Problem:
Write out, please, each line from the one containing "Give the service" to the final line of the data, both included, exactly and without pictures.

+--

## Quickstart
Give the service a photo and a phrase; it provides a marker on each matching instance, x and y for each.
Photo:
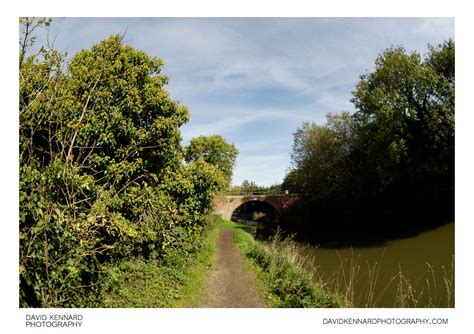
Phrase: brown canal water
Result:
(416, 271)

+--

Response:
Give the service a photo and a phrase; it provides a marker on each matching instance, x and y for each.
Photo:
Phrase: brown canal water
Result:
(416, 271)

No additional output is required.